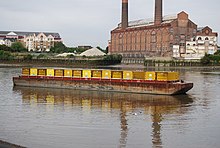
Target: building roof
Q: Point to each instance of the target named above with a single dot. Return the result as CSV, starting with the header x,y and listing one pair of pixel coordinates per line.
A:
x,y
20,33
93,52
149,22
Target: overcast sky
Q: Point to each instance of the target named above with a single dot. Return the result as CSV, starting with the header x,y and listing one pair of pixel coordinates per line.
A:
x,y
89,22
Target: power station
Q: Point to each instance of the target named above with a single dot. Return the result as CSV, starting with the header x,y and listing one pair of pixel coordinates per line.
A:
x,y
163,36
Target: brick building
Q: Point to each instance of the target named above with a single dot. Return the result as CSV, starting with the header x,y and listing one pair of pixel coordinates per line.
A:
x,y
136,40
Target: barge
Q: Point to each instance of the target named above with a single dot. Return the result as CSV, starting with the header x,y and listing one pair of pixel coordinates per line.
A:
x,y
161,83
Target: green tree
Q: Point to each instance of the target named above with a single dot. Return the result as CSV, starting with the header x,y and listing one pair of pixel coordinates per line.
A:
x,y
217,52
5,55
59,47
206,59
5,48
18,47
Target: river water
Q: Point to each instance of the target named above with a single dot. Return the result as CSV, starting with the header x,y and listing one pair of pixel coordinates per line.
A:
x,y
36,117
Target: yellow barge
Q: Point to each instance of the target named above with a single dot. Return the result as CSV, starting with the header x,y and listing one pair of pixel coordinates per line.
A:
x,y
166,83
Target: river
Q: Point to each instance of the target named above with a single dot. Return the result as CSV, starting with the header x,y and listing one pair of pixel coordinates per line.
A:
x,y
36,117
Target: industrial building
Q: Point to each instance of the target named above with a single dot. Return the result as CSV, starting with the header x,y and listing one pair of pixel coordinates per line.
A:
x,y
163,36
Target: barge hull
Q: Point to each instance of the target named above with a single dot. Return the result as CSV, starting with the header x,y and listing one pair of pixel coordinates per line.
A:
x,y
146,87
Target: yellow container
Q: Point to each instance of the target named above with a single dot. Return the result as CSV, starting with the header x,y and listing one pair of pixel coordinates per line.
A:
x,y
138,75
86,73
96,74
41,72
50,72
167,76
25,71
58,72
117,74
150,76
106,74
77,73
33,72
68,73
162,76
128,75
173,76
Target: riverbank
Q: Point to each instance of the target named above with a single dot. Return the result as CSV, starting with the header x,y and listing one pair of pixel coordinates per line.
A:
x,y
4,144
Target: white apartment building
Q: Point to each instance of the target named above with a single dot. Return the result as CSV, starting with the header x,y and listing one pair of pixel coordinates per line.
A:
x,y
204,42
33,41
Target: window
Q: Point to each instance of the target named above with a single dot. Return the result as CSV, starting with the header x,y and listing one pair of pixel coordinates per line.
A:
x,y
153,36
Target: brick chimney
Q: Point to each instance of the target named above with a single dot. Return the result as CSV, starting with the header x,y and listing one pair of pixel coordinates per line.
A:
x,y
124,17
158,12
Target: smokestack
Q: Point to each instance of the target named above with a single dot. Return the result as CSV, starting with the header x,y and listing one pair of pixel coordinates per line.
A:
x,y
124,17
158,12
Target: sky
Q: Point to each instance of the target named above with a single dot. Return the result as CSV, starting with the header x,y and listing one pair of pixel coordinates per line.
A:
x,y
89,22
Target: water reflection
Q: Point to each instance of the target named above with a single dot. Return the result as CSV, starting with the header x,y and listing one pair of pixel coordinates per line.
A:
x,y
126,103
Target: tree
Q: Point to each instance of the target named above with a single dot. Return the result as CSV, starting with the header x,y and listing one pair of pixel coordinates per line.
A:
x,y
59,47
5,48
18,47
5,55
206,59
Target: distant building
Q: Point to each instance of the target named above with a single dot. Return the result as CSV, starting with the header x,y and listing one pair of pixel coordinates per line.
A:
x,y
33,41
85,47
204,42
163,36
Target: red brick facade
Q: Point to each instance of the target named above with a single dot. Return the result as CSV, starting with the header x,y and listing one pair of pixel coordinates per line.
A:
x,y
149,40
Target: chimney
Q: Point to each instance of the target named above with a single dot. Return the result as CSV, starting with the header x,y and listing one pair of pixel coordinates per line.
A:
x,y
158,12
124,17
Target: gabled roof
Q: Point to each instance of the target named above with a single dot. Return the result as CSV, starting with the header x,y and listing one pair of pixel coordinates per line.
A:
x,y
93,52
11,34
20,33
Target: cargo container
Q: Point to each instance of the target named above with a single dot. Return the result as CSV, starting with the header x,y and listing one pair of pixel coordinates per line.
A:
x,y
139,75
33,72
50,72
173,76
41,72
128,75
117,74
167,76
77,73
67,73
25,72
106,74
86,73
96,74
59,72
151,76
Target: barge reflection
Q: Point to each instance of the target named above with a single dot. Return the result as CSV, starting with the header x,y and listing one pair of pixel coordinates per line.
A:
x,y
154,105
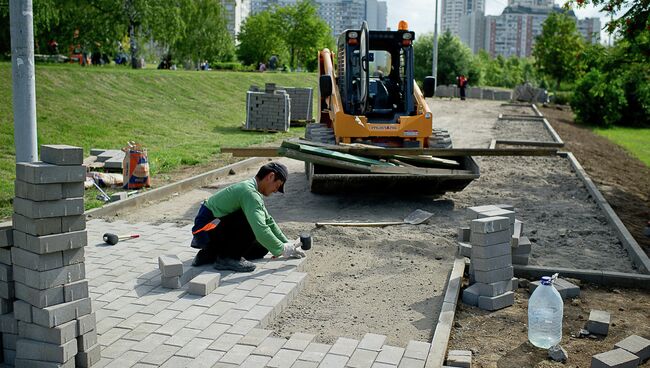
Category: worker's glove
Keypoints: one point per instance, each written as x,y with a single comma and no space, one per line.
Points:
292,249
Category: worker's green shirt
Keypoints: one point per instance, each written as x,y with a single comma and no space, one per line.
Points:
244,195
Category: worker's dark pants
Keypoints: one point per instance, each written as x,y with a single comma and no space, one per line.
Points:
232,238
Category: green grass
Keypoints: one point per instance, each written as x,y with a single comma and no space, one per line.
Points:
182,117
634,140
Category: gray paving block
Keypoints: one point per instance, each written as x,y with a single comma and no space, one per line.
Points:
7,290
44,209
50,278
486,239
23,311
86,323
488,277
489,264
58,335
38,350
75,290
495,288
86,359
170,265
61,313
61,154
496,302
50,243
8,324
490,251
86,341
204,284
470,295
44,173
47,226
488,225
598,322
6,236
617,358
636,345
38,192
39,298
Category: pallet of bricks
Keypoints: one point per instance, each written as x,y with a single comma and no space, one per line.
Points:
268,111
52,324
493,242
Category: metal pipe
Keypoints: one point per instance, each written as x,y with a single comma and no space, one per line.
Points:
24,81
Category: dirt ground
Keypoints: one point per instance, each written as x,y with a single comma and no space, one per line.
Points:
390,280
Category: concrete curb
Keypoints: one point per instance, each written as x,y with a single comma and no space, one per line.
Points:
440,340
605,278
638,256
169,189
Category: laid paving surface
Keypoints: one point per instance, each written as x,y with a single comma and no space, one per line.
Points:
142,324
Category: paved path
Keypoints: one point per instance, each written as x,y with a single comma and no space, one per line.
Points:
142,324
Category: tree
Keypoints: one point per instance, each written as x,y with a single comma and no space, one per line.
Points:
557,48
258,39
303,32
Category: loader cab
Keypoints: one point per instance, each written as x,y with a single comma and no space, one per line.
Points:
376,73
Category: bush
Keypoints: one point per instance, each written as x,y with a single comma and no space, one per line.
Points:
598,99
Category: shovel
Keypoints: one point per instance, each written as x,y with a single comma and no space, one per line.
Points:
414,218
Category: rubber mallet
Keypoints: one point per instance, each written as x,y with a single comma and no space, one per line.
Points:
112,239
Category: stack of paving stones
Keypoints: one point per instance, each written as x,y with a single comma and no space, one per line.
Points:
491,271
8,324
269,110
301,103
55,324
628,353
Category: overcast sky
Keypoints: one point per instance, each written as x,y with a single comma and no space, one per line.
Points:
420,13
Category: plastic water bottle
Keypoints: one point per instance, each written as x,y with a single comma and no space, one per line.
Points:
545,308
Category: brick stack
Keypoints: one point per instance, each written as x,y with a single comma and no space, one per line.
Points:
8,324
269,110
301,103
55,325
491,271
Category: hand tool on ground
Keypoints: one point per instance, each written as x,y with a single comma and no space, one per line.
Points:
414,218
112,239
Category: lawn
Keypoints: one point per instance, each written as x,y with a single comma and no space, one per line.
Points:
182,117
634,140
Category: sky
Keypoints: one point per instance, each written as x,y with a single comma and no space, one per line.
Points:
420,13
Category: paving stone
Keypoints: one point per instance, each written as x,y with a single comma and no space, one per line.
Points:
85,359
44,173
284,358
204,284
488,225
170,265
37,350
618,358
417,350
344,346
46,209
598,322
496,302
61,154
58,335
362,358
390,355
50,243
61,313
636,345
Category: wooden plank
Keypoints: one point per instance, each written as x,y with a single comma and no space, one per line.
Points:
325,161
251,151
387,152
416,171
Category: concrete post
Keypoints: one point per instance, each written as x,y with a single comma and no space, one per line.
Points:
23,77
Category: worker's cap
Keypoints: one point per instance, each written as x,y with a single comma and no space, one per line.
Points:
281,172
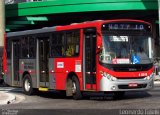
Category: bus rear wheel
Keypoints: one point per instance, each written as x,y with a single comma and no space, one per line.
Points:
76,89
27,85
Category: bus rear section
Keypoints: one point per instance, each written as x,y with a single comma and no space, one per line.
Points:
99,56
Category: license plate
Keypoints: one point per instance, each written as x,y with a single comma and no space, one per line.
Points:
132,85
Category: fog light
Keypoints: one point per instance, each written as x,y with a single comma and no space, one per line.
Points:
113,88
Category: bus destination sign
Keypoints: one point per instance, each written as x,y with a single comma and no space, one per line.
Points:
126,26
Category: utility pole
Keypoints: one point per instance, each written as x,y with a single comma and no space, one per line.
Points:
2,31
159,18
2,25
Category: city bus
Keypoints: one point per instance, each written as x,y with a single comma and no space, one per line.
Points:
109,56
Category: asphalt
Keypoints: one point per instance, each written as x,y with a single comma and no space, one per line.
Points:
7,97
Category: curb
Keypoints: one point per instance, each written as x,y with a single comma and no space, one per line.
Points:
10,98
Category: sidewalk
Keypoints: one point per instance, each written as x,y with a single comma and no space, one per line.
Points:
6,98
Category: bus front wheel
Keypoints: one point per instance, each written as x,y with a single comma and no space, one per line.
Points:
76,89
27,85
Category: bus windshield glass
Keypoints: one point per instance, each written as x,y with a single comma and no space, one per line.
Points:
125,49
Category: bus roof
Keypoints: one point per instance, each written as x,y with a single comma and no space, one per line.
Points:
86,24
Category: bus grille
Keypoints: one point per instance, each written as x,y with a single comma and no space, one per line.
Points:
127,87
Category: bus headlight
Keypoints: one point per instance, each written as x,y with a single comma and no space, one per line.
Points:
149,77
109,77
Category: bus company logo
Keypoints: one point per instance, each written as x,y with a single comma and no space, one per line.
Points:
60,64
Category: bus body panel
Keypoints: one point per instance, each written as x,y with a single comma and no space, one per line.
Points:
61,67
28,66
8,77
52,78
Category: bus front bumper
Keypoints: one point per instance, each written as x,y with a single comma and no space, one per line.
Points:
126,84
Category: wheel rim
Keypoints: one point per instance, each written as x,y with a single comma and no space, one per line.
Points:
27,85
74,87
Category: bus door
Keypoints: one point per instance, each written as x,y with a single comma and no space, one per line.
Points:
15,62
89,59
43,62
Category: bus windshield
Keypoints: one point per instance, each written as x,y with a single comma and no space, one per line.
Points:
125,49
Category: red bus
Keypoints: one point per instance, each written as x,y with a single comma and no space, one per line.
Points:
100,56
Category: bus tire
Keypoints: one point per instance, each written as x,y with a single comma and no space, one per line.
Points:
76,89
119,95
27,85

• • •

Starting at the first line of the data, set down each line exactly until you have copied the line with "Target: power station", but leave the pictures out.

--- Answer to the exercise ---
Target: building roof
Q: Point to each instance of the target named above with a single dot. Return the result as CSV, starting with the header x,y and listing one pair of pixel coordinates per line.
A:
x,y
20,33
93,52
149,22
Target: overcast sky
Q: Point to each instance of the target named above with a single dot. Return the result as CSV, starting with the header x,y and listing one pair of pixel coordinates per line.
A:
x,y
89,22
Target: power station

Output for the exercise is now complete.